──────── Supplied material ────────

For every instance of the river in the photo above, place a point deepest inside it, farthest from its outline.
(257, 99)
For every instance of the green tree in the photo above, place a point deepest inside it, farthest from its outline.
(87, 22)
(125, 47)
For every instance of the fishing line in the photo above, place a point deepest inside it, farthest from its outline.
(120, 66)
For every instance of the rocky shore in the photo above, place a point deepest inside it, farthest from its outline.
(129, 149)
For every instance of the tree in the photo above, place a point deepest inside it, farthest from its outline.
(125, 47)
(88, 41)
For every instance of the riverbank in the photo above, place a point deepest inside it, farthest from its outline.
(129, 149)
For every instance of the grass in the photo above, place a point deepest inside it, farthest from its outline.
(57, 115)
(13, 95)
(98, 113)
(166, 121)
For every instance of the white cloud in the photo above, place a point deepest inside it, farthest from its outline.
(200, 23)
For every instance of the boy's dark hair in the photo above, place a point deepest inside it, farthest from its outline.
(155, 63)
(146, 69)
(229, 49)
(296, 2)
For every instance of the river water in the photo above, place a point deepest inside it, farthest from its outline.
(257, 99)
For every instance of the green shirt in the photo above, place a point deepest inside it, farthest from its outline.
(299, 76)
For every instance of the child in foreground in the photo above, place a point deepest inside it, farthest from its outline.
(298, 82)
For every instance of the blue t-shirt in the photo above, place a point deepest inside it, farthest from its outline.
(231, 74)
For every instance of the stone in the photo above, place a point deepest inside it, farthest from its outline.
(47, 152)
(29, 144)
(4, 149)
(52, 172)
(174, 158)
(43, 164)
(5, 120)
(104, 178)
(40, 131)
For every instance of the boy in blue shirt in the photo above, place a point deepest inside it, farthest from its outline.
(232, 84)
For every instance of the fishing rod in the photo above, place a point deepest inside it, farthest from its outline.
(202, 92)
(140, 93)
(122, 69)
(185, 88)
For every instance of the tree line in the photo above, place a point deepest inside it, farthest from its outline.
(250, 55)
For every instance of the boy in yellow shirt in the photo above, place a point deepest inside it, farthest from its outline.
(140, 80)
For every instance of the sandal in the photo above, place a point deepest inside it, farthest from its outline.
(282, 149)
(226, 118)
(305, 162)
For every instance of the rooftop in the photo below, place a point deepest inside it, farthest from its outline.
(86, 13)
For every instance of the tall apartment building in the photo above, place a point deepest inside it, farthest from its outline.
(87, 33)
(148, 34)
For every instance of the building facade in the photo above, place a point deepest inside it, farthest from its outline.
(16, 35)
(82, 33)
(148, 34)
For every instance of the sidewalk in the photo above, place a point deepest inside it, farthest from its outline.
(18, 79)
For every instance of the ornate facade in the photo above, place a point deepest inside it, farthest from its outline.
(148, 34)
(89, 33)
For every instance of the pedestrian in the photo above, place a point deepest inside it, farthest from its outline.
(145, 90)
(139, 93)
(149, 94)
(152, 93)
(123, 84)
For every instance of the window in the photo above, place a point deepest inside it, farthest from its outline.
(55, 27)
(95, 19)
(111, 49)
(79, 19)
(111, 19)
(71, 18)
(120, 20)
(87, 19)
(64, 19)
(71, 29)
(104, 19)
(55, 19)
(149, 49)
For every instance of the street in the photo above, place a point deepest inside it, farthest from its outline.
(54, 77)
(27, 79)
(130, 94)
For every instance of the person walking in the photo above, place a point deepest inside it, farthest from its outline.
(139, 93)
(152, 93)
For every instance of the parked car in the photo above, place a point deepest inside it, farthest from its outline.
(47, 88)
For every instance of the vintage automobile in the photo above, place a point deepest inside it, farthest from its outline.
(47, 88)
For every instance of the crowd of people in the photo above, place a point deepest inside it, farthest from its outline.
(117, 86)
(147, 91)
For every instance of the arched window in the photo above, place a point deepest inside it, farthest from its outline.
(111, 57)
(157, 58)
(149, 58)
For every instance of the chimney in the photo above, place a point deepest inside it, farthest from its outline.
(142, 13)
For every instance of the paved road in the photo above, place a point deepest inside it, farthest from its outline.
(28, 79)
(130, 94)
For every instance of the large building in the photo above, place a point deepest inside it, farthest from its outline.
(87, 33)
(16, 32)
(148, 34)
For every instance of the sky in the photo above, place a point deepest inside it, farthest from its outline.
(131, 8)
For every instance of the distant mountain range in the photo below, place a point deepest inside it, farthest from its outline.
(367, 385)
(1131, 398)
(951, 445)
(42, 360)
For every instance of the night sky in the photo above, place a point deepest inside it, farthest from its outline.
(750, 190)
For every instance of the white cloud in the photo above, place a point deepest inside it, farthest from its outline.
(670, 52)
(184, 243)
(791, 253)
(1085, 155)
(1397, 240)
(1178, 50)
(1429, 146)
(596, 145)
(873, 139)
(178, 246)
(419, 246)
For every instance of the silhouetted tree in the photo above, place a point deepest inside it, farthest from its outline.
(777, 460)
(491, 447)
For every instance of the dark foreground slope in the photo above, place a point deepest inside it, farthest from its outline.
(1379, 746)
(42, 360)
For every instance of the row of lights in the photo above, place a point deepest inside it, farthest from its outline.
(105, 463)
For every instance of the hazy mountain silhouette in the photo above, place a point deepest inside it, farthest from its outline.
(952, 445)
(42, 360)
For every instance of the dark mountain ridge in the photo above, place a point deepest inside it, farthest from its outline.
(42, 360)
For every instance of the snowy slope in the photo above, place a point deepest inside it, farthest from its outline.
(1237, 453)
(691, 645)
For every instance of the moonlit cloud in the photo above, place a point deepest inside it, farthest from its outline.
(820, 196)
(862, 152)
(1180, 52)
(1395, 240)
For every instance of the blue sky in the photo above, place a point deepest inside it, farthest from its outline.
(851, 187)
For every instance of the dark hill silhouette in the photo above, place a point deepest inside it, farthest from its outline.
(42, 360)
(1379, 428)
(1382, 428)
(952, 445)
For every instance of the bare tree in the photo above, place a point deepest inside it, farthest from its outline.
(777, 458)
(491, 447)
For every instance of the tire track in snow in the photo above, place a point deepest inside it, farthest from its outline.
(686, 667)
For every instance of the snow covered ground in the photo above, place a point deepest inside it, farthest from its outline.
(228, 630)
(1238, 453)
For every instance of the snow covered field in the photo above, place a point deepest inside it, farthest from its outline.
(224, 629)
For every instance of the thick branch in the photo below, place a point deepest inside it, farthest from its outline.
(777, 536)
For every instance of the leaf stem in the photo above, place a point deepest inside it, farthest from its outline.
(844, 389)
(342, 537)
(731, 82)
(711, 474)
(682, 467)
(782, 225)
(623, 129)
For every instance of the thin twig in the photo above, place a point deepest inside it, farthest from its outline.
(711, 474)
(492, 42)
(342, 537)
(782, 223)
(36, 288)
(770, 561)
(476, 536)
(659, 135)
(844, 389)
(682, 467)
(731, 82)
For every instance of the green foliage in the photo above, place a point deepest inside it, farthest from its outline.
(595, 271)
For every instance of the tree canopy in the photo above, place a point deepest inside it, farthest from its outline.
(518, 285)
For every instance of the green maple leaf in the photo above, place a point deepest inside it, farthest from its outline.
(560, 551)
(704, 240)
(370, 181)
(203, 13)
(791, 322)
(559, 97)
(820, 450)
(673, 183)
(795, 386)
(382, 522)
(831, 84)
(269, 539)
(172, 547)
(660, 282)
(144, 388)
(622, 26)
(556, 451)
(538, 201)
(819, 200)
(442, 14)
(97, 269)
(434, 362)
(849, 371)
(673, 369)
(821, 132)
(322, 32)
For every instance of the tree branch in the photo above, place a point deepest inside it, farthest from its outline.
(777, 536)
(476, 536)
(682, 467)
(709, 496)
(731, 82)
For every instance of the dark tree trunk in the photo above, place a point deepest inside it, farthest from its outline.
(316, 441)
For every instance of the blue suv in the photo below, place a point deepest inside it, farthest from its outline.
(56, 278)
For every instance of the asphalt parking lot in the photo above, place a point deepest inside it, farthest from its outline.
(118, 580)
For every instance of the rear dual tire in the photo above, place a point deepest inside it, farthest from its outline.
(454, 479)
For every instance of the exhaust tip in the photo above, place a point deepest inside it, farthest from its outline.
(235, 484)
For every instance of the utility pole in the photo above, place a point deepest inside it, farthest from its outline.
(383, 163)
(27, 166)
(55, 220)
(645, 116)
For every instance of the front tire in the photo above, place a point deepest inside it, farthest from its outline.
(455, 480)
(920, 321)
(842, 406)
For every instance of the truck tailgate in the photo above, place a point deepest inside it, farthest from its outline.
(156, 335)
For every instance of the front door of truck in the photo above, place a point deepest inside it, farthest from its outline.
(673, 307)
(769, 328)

────────

Task description:
Present the items from the line that contains "For every instance of the tire" through the line that contains "(1238, 453)", both included, as a two-column CSV with the headers text and answer. Make one row per item, and put each value in a single quoted field with any line breaks replaced by spaces.

Result for this task:
text,answer
"For every instance of the tire track in snow in the photo above, place a point deepest inside it, farthest from its outline.","(686, 667)"
"For every instance of the snow covered ground in the photo above, place a point deepest inside it, farthest from its outline.","(228, 630) (1238, 453)"